------ Dataset rows

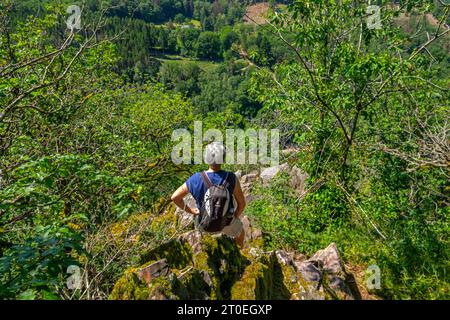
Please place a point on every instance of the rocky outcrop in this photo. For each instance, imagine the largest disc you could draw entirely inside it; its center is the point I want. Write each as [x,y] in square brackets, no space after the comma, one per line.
[201,266]
[196,265]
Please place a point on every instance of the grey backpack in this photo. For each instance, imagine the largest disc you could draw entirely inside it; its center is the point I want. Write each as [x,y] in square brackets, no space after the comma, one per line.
[217,210]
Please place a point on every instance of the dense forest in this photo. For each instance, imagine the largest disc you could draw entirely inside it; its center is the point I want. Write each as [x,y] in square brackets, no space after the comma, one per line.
[87,115]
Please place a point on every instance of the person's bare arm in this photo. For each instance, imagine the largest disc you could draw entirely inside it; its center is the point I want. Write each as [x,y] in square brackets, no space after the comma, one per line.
[240,199]
[178,197]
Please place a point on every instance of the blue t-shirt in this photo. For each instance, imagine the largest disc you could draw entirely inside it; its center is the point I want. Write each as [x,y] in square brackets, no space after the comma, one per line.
[198,188]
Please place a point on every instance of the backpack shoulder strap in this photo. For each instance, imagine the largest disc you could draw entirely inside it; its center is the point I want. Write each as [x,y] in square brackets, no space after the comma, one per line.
[206,179]
[225,181]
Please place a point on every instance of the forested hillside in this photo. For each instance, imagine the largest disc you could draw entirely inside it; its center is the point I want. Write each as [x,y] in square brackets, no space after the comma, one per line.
[87,116]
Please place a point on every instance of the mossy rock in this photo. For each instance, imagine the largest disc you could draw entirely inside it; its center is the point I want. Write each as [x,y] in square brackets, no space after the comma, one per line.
[222,259]
[177,253]
[129,287]
[213,271]
[263,279]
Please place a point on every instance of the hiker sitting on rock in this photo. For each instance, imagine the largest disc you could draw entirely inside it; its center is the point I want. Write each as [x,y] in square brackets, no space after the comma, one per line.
[213,191]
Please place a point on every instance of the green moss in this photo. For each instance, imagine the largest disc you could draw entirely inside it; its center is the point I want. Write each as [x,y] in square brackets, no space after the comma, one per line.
[129,287]
[192,286]
[178,254]
[254,283]
[264,279]
[222,259]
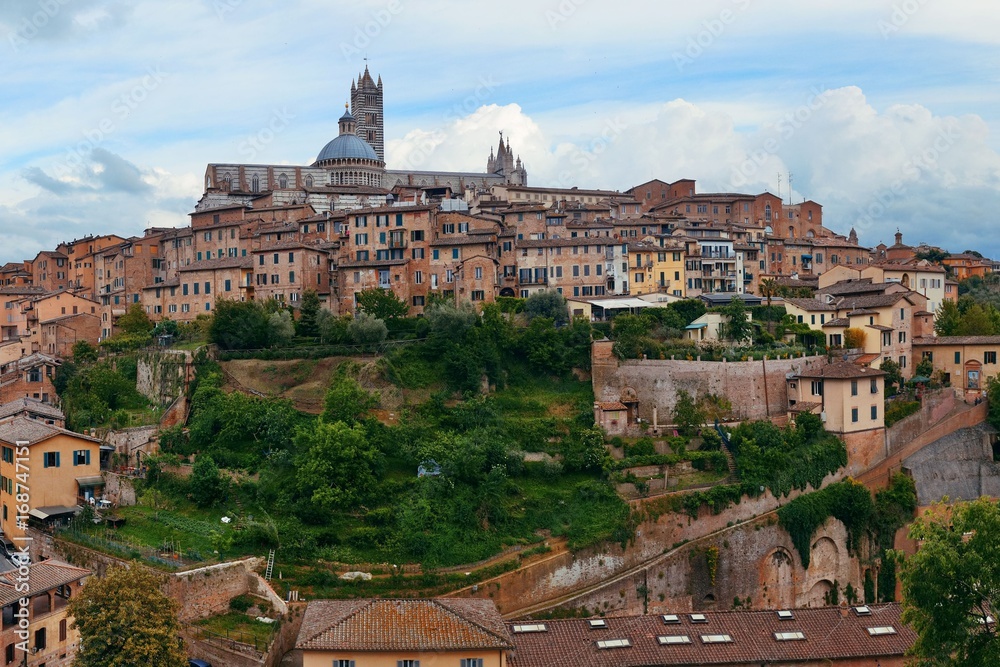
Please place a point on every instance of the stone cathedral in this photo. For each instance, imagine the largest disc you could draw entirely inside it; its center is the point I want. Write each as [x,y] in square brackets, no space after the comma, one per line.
[350,170]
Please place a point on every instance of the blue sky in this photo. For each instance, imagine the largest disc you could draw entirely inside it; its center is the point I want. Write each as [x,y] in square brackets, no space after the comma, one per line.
[887,113]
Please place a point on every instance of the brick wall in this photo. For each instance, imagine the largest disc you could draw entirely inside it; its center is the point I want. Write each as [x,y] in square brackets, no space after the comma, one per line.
[656,383]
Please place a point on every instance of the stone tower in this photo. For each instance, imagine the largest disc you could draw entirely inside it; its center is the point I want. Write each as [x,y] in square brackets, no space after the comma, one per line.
[366,107]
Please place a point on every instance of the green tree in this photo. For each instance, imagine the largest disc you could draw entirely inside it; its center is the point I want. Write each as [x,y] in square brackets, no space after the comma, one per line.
[687,415]
[307,324]
[84,352]
[208,486]
[282,328]
[737,326]
[976,321]
[951,586]
[768,289]
[367,329]
[337,467]
[547,303]
[893,376]
[381,303]
[947,319]
[239,325]
[125,620]
[135,322]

------------

◆ Problem details
Extract every line of text from all the entries above and reproduce each one word for word. Leave the pictures out of your answer.

◆ Finished task
Please place a point on every instance of the rocky outcrop in this photo. For each instance, imagine the largest disc you could draw entirely inside it; its center is the point I want. Write each as [x,y] in square brackets, no space after the comma, one per line.
[201,266]
[196,265]
Please place a point on every instance of the grey backpack in this photo. For each instance, imagine the largest disc you could draw entirely inside it; its center is the point I want. Write each as [x,y] in square brackets, no space after the comma, one per line.
[217,210]
Please place a point on every instance of the dense forest in this photo. For each instance, imagine the largest disc you could draw entirely inside it; its center is the point I want. Write each as [x,y] in square brackets, no space after the comma, one per line.
[87,115]
Please place a point on every instance of the person's bare arm in this photo. For each instance, imagine the largest disc you could draw entirely inside it; its center is the point I want. Write each as [x,y] in square brackets, no space after the comma, one per line.
[240,199]
[178,197]
Please place a point on every instance of the blue t-shirt in this photo. For each instance, imagine the largest disc you could draw entirely inside it; its center is the point I want. Write each as [x,y] in square brackets, no space after the comma, one per line.
[198,188]
Please place a point on every instance of the backpack shoulder strap in this photo. For each instance, imagine the largest disc you could draw entirely inside it; its center is the point I want. Write each as [x,y] in square brackets, no space after the comma, one per line.
[206,179]
[225,181]
Please place a point on every instance of the forested hillside in this photo. For each instance, imagine the largest disc you could draw entirely inside it; its center is the point I want. Write each as [x,y] in square brackets, no space after the comma, one per line.
[87,116]
Please place a point on every instance of the mossy rock in this photo. For each instance, imagine the largest disc you could draw entirely inside it; its center is the point I want. Write each as [x,y] in square brackets, no space after the comma, one per line.
[222,259]
[177,253]
[129,287]
[213,271]
[263,279]
Please place a point on every instance of the hiker sitting on rock in this photo. For each instance, imagine the largest disc you could draw entirely inside it; its center is the point I want. Write each as [x,y] in square brackets, no space after the comma, one per line.
[213,191]
Please place a point on every instance of the green moss in this photo. For each instance, imagine the largest disc you could draw entirely inside it; its center is the point I want. Write each as [x,y] in square brackets, no space after the comma, one per line.
[129,287]
[192,286]
[178,254]
[254,283]
[264,279]
[222,259]
Please place a point on every instance of the stone cathedral in this photo. For each instance, imagine the largest disc you could draw entirely inside it; its center is the point I want. Write each as [x,y] in square brackets, no space after the comma, one per line.
[350,170]
Please place a point on every instance of the blue sky in this photo. For each instance, imagine the largest disc you could draw entirely inside it; its center is the point I want. Write each as [x,y] in square brackets, no space after the comma, one per line.
[887,113]
Please place a point on every instance of the brick wall in this photo. For each instance, imagine the largest disc you could draw entirely inside it; its center is the point I want. Write each as [x,y] in square brackets, no space after the comma, one per line.
[656,383]
Please place a point on every instance of the stone tower in this photo. For each instance, imagine the largest disc you could draw entirely inside it; its center is the point I want. Write each as [x,y] in square brackets, no space after the comma, one per line.
[366,107]
Please place a point on every instance of the green tree in this photo. For each instance, imagine the largest disc you could draw entirely inside it; its center is the point I want. Write each as [x,y] in square brackets, no space after the comma, one per line.
[687,415]
[307,324]
[84,352]
[208,486]
[282,328]
[737,326]
[976,321]
[951,586]
[768,289]
[367,329]
[337,467]
[547,303]
[893,376]
[381,303]
[947,319]
[239,325]
[125,620]
[135,322]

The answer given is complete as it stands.